--- Supplied information ---
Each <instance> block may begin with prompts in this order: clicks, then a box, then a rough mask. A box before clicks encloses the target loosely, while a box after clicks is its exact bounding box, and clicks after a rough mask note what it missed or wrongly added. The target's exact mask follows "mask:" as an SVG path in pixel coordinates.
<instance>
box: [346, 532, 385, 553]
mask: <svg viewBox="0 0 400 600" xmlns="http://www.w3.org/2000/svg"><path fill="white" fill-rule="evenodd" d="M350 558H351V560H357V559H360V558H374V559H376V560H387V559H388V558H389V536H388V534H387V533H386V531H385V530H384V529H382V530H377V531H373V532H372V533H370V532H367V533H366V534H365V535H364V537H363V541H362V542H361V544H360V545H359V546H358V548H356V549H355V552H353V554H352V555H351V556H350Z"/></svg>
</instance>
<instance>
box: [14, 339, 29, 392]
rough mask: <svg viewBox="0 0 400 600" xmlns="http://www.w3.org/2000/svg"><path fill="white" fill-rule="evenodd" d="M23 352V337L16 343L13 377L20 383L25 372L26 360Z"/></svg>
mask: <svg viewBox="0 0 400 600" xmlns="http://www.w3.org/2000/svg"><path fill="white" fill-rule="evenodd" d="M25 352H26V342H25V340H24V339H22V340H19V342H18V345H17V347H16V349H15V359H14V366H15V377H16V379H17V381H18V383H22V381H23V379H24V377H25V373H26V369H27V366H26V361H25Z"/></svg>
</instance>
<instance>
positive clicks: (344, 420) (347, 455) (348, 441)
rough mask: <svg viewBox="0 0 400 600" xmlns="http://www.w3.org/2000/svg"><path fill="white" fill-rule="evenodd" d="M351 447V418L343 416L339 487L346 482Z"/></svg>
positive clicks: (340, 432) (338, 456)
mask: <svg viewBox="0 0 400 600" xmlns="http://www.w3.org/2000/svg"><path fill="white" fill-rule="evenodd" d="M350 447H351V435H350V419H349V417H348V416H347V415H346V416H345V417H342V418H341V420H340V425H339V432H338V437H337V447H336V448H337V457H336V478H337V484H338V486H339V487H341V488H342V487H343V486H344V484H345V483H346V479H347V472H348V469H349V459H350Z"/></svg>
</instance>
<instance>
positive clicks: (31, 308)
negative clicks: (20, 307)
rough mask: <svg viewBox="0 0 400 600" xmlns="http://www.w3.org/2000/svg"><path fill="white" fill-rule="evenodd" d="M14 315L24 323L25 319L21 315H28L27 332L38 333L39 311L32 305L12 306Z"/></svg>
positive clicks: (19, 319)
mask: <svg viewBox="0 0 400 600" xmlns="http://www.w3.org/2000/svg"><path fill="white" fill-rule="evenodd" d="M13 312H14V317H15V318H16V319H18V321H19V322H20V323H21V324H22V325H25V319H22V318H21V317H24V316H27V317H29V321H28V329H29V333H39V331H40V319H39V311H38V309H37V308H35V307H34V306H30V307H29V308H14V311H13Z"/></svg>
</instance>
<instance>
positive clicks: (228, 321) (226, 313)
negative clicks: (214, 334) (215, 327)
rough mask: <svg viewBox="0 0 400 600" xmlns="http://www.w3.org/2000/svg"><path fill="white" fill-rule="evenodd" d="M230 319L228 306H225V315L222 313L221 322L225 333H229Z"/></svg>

--- Required action ---
Nothing should be left out: return all of the records exactly.

--- Response area ---
Each <instance> block may begin with prompts in this order: clicks, then a box, then a rough mask. A box before clicks encloses the target loosely, while a box after clicks is its exact bounding box, and clicks after a rough mask note what it missed or wrongly added. The target's exact mask follows "mask:" as an SVG path in pixel coordinates.
<instance>
box: [346, 532, 385, 553]
mask: <svg viewBox="0 0 400 600" xmlns="http://www.w3.org/2000/svg"><path fill="white" fill-rule="evenodd" d="M350 558H351V560H357V559H360V558H374V559H376V560H387V559H388V558H389V536H388V534H387V533H386V531H385V530H384V529H382V530H377V531H373V532H372V533H370V532H367V533H366V534H365V535H364V537H363V541H362V542H361V544H360V545H359V546H358V548H356V549H355V552H353V554H352V555H351V556H350Z"/></svg>
</instance>
<instance>
box: [14, 339, 29, 392]
rough mask: <svg viewBox="0 0 400 600" xmlns="http://www.w3.org/2000/svg"><path fill="white" fill-rule="evenodd" d="M23 352V337L16 343L13 377L20 383L25 372L26 360Z"/></svg>
mask: <svg viewBox="0 0 400 600" xmlns="http://www.w3.org/2000/svg"><path fill="white" fill-rule="evenodd" d="M25 352H26V342H25V340H24V339H22V340H19V342H18V345H17V347H16V349H15V359H14V366H15V377H16V379H17V381H18V383H22V381H23V379H24V377H25V373H26V369H27V366H26V361H25Z"/></svg>
</instance>
<instance>
positive clicks: (344, 420) (347, 455) (348, 441)
rough mask: <svg viewBox="0 0 400 600" xmlns="http://www.w3.org/2000/svg"><path fill="white" fill-rule="evenodd" d="M351 447V418L343 416L339 487L346 482Z"/></svg>
positive clicks: (340, 432) (338, 456)
mask: <svg viewBox="0 0 400 600" xmlns="http://www.w3.org/2000/svg"><path fill="white" fill-rule="evenodd" d="M350 447H351V435H350V419H349V417H348V416H347V415H346V416H345V417H342V418H341V420H340V425H339V432H338V437H337V447H336V448H337V457H336V478H337V484H338V486H339V487H341V488H342V487H343V486H344V484H345V483H346V479H347V472H348V469H349V459H350Z"/></svg>
</instance>
<instance>
positive clicks: (31, 308)
negative clicks: (20, 307)
rough mask: <svg viewBox="0 0 400 600" xmlns="http://www.w3.org/2000/svg"><path fill="white" fill-rule="evenodd" d="M14 315L24 323L25 319L21 315H28L27 332L38 333L39 311L32 305L12 306Z"/></svg>
positive clicks: (19, 319)
mask: <svg viewBox="0 0 400 600" xmlns="http://www.w3.org/2000/svg"><path fill="white" fill-rule="evenodd" d="M13 312H14V317H15V318H16V319H18V321H19V322H20V323H21V324H22V325H25V319H22V318H21V317H24V316H27V317H29V321H28V329H29V333H39V331H40V319H39V311H38V309H37V308H35V307H34V306H30V307H29V308H14V311H13Z"/></svg>
</instance>
<instance>
positive clicks: (228, 321) (226, 313)
negative clicks: (214, 334) (215, 327)
rough mask: <svg viewBox="0 0 400 600" xmlns="http://www.w3.org/2000/svg"><path fill="white" fill-rule="evenodd" d="M230 319L228 306H225V315L222 313L221 322L225 333H229Z"/></svg>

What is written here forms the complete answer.